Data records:
══════════════════════════════

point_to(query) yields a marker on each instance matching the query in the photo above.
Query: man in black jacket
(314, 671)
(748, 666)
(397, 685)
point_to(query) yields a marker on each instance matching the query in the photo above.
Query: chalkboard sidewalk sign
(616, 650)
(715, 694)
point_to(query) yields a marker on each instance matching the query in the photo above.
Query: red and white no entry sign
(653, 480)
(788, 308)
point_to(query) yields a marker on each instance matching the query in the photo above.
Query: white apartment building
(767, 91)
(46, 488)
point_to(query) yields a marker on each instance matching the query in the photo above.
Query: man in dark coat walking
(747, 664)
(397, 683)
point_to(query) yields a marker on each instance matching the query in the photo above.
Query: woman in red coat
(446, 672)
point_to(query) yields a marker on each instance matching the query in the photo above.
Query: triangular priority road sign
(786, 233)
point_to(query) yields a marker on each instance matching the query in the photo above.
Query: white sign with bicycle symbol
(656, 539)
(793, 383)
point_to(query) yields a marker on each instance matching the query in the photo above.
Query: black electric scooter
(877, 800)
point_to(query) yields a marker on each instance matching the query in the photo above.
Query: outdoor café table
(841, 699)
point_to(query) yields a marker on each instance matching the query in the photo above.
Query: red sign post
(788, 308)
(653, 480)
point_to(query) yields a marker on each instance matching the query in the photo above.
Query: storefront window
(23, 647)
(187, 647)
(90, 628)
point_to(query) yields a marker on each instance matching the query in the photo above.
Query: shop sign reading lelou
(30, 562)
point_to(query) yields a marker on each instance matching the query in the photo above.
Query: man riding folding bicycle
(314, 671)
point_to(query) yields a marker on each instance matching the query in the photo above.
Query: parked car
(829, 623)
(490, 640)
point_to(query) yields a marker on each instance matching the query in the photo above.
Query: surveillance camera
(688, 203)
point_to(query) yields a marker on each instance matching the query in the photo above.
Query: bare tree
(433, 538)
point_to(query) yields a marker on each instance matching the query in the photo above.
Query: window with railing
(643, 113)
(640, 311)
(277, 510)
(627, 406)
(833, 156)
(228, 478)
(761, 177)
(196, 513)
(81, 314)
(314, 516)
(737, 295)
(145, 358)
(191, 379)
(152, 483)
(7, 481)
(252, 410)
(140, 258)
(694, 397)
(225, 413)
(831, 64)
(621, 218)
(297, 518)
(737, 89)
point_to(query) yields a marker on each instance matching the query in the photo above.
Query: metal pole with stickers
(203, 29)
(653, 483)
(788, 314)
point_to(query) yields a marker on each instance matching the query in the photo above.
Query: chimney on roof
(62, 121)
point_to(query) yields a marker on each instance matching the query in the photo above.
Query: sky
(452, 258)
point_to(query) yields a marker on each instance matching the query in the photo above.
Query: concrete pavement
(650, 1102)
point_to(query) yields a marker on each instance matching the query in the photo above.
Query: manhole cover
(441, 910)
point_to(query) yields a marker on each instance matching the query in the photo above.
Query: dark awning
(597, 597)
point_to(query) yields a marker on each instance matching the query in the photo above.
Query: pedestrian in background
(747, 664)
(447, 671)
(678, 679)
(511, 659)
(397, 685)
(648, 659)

══════════════════════════════

** DIRECTIONS **
Go through the listing and copy all of it exactly.

** EXPECTED ANSWER **
point_to(query) yields a marker on each instance matching the query in the photo above.
Query: man in black jacket
(314, 671)
(748, 666)
(397, 685)
point_to(query) yields a marker on each instance matching the query in the photo above.
Query: chalkboard sidewalk sign
(616, 650)
(715, 694)
point_to(query) yields a marker on each instance matching the query in the photo above.
Query: red and white no entry sign
(653, 480)
(788, 308)
point_to(query) yields a marker on each instance matching the query in the photo above.
Query: white apartment building
(767, 91)
(46, 488)
point_to(query) yields a marker on each instance matching the query in the photo above.
Query: man in dark coat walking
(747, 664)
(397, 683)
point_to(query) yields a marker on each instance matching the query in the photo above.
Query: woman in red coat
(446, 672)
point_to(query) yields a marker on each instance matching the query in the photo above.
Query: triangular priority road sign
(786, 233)
point_to(query) yields a marker on each instance matching the query in the photo above.
Query: white sign with bicycle symbol
(656, 539)
(793, 383)
point_to(query) yields a marker on each instance matching the query in the photo above.
Query: black electric scooter
(877, 800)
point_to(query) yields a marker on each instance matching the query in the photo above.
Query: outdoor café table
(841, 699)
point_to(query) yields a marker on each instance matching the query in the photo above.
Query: red sign post
(788, 308)
(653, 480)
point_to(query) yields a marker on each instance matching the query in the photo above.
Query: storefront window
(23, 647)
(187, 647)
(90, 628)
point_to(query) yields a marker on each instance matching the query in the photo above.
Query: shop sign reading lelou
(30, 562)
point_to(query) yields a marker on each instance matching the query in the photo above.
Query: man riding folding bicycle
(314, 671)
point_to(query) yields a marker on each instance matching the query in the photo above.
Query: parked car
(829, 623)
(490, 640)
point_to(query) yields a marker on each instance matching the query in the photo above.
Query: surveillance camera
(688, 203)
point_to(query) yields a marker on each instance matching the query in the photo above.
Query: bare tree
(433, 538)
point_to(query) yields a marker on each instance matching the query in the photo above.
Query: window with railing
(643, 113)
(640, 311)
(277, 510)
(627, 406)
(833, 156)
(228, 478)
(761, 177)
(196, 513)
(81, 314)
(314, 516)
(737, 295)
(145, 358)
(191, 379)
(152, 483)
(7, 481)
(252, 410)
(140, 258)
(694, 397)
(225, 413)
(831, 64)
(621, 218)
(297, 518)
(737, 89)
point_to(query) yields a marker on each instance matching the query in the photo above.
Query: metal pole with stickers
(203, 29)
(653, 483)
(788, 314)
point_to(query) yields a marker on each instance matching the query in the photo above.
Query: chimney on roof
(62, 121)
point_to(query) yields a marker on each instance matching the query in the photo above.
Query: sky
(452, 258)
point_to(query) yields a marker on each instance matching the query in the photo above.
Query: concrete pavement
(650, 1102)
point_to(query) yields a marker on each instance matching the query in the photo above.
Query: manhole cover
(441, 910)
point_to(query) yields a marker on each instance matching the query in the photo above.
Query: dark awning
(597, 597)
point_to(query) yields a marker on each instance matching the query in the photo above.
Query: pedestrian in background
(747, 664)
(447, 671)
(678, 679)
(511, 659)
(397, 685)
(648, 659)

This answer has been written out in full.